- [Selected extract]
····················

During COVID-19, a CSW trumps an MBA 

[7:25] “Businesses were faced with supply chain issues, changing customer habits, and finding other ways of buying products. Without those consumers, how are you going to make payroll and rent this month? Every part of a business was challenged, but probably nothing more than the human element. Suddenly, if you were in leadership, being a certified social worker (CSW) might have been more useful than having an MBA. You were spending more time making sure your employees were both physically and mentally healthy, and able to balance life and work. All of that became such an issue.”

Reshaping an iconic brand over Zoom

[9:40] “It was hard because I had just walked into a new place, I didn’t even know all the names of my team members, and suddenly we were working from home. I was charged with moving the brand in a new direction and adding energy, and I was trying to do that with people who’d been there for years, and doing it over Zoom. I’m not saying I had it any worse than anyone else: but when you are faced with those challenges, they become real existential issues. I’m actually afraid that when we go back to the office, there are going to be people who come up to me and because of their camera lens, I’m not going to recognize them! It’s going to be strange.”

····················

- [Task statement] Continue the interview excerpt about leading a business through COVID-19, starting after its final sentence.

- [Dataset excerpts]
····················

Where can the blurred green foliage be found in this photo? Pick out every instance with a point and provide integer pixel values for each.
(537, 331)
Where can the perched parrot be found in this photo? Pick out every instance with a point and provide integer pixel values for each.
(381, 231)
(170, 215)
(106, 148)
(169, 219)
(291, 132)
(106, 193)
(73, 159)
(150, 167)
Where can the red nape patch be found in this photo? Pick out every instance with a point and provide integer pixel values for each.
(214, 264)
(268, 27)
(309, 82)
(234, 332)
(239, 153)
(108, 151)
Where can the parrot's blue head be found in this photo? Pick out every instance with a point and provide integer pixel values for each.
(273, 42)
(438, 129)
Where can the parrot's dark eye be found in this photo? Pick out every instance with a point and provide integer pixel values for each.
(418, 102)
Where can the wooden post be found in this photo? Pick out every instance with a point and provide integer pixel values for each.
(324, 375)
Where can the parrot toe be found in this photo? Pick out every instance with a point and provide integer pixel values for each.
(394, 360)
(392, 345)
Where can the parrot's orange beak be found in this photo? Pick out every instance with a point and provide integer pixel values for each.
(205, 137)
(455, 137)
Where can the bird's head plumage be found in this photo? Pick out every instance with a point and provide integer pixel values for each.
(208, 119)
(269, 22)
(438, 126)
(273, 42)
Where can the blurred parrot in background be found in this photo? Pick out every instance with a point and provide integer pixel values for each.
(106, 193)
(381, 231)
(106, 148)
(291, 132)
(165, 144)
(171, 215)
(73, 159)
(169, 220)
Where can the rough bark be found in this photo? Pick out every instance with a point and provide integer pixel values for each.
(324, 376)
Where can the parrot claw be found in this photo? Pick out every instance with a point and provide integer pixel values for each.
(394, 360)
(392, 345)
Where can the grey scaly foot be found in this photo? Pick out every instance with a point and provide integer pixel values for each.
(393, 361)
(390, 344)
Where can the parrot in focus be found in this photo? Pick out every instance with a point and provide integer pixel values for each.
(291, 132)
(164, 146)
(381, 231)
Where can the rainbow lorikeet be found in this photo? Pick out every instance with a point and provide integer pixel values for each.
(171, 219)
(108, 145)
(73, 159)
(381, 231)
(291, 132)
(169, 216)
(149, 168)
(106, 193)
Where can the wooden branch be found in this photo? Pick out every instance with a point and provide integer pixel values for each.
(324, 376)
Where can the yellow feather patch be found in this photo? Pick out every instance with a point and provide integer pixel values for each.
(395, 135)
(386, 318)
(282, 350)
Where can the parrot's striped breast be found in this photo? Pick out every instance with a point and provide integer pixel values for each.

····················

- [Output for this task]
Would your brand be missed?

[14:16] “Famous marketer Seth Godin once said that the indicator of whether or not you really matter is, if you were gone tomorrow, would you be missed? That’s a really important question: We’re going to miss the people or the brands we like, and we’re going to like the brands that treated us as more than just a revenue source.”

The road to recovery in 2021: choose courage over fear

[28:50] “There’s no question that as a society and as a species, we are faced with great challenges. We’re going to be faced with employment challenges as AI and the Internet of Things grow. We are faced with climate challenges, water scarcity challenges. We can throw up our hands and fall down to the ground, or we can think about how we will solve these problems. Intelligently attacking them rather than responding to them in fear will make a difference. We’re in a really important moment in history. The pandemic has accelerated a lot of these ideas, but they were coming anyway. How we respond and how we frame the problems we have will make all the difference in the world.”

Roaring Twenties 2.0

[33:32] “The world after the influenza pandemic of 1918 and 1919 suddenly saw an explosion of consumerism, an explosion of social tradition being upended, and people being optimistic and excited to be out and about, spending and partying and having a great time. It led to the Roaring ‘20s. (Which led to the Depression, but hopefully we have financial instruments in place that will avoid that!) I do think there is a lot of hard work still to do, and a difficult journey. There’s going to be a lot of excitement and a lot of pent-up consumer demand, and money that’s been saved by consumers, if not in the first and second quarter, ultimately in the back half of 2021 and into the future.”


Our favorite quotes

[6:33] “You likely are going to fail at least once. It’s what you take away from that, what you learn from that experience, and how you apply it the next time you try.”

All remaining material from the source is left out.